WHAT IS BEING ASKED: Once you have checked the records that follow, state how many of their lines hold "surface", giving the number only.
** Opening INPUT RECORDS block **
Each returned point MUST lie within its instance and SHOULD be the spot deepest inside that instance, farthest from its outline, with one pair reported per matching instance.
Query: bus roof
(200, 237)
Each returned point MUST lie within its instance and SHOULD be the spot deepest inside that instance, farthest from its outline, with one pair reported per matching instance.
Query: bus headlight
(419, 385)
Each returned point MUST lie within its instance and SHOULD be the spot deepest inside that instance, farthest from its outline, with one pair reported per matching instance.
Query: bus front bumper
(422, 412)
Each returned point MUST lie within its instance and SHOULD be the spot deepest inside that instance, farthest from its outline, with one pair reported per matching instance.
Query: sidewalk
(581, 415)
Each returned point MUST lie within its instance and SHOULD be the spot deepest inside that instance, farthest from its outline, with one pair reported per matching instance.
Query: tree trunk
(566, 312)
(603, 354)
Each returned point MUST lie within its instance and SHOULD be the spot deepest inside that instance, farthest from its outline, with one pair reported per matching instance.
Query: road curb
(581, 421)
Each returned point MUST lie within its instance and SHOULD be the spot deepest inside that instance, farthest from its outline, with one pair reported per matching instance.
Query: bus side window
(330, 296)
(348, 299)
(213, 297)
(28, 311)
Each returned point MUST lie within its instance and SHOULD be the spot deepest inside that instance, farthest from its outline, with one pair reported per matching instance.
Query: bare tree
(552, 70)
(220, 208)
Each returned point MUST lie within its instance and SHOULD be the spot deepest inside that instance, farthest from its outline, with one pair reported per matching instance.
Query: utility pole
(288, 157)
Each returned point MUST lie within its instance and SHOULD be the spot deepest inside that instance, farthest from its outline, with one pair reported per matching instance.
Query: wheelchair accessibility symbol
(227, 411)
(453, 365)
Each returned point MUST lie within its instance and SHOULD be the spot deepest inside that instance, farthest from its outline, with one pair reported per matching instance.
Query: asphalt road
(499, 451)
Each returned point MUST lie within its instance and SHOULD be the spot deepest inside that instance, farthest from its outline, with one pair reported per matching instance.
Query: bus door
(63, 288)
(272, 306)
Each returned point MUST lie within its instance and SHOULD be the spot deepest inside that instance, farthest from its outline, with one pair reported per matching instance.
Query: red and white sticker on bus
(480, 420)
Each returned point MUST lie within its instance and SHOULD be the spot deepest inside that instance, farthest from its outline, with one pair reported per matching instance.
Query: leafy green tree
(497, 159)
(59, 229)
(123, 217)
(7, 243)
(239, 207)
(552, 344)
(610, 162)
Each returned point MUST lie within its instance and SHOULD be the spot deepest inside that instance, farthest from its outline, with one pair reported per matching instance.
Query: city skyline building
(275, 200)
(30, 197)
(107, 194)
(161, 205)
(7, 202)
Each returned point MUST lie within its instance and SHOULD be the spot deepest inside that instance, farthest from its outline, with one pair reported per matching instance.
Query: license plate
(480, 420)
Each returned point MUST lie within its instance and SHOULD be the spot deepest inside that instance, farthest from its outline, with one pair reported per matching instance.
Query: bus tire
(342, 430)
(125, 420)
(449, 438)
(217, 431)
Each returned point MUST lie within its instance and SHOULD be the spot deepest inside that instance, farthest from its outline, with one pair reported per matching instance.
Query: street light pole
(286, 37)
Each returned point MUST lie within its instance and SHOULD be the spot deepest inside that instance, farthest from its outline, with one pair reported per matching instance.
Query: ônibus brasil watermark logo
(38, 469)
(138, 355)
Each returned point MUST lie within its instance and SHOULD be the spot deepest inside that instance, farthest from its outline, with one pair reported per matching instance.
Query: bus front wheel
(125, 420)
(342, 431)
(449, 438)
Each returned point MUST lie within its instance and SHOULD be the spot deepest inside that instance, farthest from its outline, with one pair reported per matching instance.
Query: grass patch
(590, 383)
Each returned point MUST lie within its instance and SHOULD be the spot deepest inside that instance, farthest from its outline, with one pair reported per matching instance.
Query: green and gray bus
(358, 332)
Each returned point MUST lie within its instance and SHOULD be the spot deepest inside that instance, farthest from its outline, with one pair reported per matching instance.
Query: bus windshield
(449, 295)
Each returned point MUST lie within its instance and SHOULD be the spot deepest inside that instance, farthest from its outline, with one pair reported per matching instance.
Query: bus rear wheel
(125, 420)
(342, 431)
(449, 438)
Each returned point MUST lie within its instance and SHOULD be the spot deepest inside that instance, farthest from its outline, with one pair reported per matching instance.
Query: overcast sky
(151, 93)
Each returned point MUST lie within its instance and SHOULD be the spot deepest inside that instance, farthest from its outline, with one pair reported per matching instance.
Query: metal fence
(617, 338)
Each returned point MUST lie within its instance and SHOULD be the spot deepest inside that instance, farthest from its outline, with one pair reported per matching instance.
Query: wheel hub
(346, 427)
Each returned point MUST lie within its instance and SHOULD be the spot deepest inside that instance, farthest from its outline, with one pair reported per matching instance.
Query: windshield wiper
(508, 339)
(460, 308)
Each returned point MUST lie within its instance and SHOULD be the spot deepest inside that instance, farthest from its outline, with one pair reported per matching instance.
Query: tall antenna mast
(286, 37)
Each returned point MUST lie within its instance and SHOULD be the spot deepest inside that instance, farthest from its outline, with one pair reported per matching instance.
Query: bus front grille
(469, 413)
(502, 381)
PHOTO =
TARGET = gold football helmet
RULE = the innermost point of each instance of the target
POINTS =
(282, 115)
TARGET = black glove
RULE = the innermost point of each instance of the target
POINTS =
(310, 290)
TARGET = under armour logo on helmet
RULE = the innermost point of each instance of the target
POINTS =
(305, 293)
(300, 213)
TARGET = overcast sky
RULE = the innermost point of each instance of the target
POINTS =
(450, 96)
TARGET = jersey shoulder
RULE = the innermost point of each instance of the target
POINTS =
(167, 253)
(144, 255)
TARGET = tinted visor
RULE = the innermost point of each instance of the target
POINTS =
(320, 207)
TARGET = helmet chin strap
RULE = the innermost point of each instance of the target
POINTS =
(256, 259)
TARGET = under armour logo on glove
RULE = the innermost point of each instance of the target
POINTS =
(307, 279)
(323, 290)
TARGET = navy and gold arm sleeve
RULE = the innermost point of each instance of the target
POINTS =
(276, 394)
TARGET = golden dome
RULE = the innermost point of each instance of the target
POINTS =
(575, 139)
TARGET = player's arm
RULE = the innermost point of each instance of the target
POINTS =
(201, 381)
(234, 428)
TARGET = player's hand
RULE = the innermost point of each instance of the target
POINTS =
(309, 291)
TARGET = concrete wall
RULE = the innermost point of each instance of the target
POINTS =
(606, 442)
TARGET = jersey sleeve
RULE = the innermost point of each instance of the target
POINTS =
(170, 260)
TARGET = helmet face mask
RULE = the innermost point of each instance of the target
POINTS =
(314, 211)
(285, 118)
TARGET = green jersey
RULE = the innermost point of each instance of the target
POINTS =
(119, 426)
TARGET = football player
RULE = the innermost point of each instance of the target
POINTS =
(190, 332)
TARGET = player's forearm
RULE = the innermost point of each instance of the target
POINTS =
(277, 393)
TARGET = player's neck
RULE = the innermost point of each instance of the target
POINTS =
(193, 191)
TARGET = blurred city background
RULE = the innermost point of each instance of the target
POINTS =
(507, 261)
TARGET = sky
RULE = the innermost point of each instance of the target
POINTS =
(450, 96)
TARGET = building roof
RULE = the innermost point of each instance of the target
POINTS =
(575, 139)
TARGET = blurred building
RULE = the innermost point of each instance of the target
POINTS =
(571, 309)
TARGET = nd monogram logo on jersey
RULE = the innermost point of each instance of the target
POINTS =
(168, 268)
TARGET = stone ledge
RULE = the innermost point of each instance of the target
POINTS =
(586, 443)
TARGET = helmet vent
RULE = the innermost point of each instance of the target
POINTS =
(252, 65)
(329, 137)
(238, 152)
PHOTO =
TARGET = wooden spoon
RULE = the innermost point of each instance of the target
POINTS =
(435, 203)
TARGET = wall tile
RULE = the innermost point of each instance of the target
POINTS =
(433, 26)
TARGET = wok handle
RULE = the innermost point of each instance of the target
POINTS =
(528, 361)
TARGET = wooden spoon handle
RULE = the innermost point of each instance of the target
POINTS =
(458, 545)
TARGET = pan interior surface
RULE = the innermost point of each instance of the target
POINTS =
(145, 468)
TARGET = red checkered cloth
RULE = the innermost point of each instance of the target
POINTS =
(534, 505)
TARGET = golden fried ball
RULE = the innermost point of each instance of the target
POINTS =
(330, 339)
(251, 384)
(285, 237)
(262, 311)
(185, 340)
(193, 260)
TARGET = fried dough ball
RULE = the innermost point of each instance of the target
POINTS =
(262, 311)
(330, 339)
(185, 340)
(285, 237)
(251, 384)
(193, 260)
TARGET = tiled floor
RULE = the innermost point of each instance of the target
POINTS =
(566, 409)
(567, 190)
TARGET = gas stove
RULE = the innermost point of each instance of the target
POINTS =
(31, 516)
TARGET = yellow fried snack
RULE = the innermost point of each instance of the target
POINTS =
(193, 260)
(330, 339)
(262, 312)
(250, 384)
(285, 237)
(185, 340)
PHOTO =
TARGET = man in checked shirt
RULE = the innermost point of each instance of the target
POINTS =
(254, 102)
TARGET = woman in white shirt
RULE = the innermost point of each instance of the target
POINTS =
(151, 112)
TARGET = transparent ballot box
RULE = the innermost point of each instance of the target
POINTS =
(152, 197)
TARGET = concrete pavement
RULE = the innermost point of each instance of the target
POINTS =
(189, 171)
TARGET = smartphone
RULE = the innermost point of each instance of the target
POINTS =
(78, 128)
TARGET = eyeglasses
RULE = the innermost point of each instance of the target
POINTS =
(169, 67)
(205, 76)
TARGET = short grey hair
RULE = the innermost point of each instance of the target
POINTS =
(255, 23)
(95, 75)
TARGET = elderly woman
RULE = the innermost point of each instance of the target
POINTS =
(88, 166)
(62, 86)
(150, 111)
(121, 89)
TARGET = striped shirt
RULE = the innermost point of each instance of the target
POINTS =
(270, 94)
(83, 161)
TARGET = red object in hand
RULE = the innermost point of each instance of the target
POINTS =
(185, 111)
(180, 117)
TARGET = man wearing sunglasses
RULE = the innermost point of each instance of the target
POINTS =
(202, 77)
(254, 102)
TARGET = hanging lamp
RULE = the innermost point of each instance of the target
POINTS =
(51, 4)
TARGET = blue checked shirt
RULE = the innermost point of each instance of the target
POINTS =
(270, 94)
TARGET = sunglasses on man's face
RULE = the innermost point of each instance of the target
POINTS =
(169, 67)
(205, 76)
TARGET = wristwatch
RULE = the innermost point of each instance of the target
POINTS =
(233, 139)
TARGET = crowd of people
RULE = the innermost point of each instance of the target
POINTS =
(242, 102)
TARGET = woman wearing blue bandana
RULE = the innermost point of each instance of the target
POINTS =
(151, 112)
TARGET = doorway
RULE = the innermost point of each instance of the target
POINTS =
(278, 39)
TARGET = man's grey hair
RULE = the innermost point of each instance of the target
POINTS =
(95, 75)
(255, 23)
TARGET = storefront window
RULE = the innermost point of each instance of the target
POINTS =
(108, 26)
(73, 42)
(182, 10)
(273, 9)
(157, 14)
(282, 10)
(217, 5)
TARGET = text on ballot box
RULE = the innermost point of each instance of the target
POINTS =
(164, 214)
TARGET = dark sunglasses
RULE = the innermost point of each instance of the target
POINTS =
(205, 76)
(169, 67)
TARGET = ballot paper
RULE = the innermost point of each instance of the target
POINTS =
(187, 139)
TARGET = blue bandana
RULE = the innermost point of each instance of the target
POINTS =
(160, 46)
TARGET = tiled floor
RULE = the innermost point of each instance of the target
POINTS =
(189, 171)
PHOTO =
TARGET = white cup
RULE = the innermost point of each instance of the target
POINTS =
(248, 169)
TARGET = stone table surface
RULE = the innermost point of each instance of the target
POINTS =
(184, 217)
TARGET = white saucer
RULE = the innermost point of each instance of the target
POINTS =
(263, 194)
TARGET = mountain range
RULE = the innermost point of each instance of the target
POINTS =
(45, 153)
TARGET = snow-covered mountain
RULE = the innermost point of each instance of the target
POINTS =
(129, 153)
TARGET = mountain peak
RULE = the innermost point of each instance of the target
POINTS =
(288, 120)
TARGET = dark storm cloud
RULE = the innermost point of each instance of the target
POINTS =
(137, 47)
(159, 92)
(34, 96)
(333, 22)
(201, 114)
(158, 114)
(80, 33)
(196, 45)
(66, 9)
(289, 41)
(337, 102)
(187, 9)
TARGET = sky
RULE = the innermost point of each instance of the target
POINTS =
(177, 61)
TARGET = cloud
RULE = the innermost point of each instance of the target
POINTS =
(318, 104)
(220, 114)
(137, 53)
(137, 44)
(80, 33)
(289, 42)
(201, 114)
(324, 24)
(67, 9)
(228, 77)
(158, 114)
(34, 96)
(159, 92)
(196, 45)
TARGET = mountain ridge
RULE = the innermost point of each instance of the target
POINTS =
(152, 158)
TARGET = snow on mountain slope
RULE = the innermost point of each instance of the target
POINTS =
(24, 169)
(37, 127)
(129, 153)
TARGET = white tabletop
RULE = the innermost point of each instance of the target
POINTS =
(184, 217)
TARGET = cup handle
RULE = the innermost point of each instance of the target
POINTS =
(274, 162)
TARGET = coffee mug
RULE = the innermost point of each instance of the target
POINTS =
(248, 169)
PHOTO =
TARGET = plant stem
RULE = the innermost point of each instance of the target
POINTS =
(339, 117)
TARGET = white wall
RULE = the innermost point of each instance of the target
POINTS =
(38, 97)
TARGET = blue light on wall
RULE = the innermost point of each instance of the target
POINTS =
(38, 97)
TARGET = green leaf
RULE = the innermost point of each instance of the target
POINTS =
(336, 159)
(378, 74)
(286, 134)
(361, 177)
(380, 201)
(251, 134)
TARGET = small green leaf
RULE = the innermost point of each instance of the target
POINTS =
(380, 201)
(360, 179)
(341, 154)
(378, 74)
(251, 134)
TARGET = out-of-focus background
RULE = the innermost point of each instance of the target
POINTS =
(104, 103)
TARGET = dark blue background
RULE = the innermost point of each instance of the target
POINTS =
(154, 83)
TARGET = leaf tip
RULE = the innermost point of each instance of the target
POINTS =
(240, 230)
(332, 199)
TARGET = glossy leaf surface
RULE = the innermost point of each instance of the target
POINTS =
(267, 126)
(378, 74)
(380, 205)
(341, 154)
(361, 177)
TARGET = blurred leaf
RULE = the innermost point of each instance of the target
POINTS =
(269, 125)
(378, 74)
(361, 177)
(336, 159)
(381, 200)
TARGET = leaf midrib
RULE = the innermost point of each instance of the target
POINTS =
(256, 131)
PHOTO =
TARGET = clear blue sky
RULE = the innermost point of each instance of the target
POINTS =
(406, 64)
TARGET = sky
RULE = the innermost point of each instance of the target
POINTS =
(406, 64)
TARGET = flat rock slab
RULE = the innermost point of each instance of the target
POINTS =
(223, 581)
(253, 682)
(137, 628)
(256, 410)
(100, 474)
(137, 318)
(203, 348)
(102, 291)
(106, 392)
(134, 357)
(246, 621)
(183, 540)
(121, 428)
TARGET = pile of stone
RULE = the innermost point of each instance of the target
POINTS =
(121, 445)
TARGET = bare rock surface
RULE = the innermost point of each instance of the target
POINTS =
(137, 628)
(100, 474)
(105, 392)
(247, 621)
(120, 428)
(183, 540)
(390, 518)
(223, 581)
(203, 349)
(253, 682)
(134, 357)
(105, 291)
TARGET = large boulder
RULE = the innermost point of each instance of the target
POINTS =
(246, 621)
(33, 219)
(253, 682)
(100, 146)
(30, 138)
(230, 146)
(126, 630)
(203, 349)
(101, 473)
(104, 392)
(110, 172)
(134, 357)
** Closing INPUT RECORDS block **
FINISHED EXERCISE: 4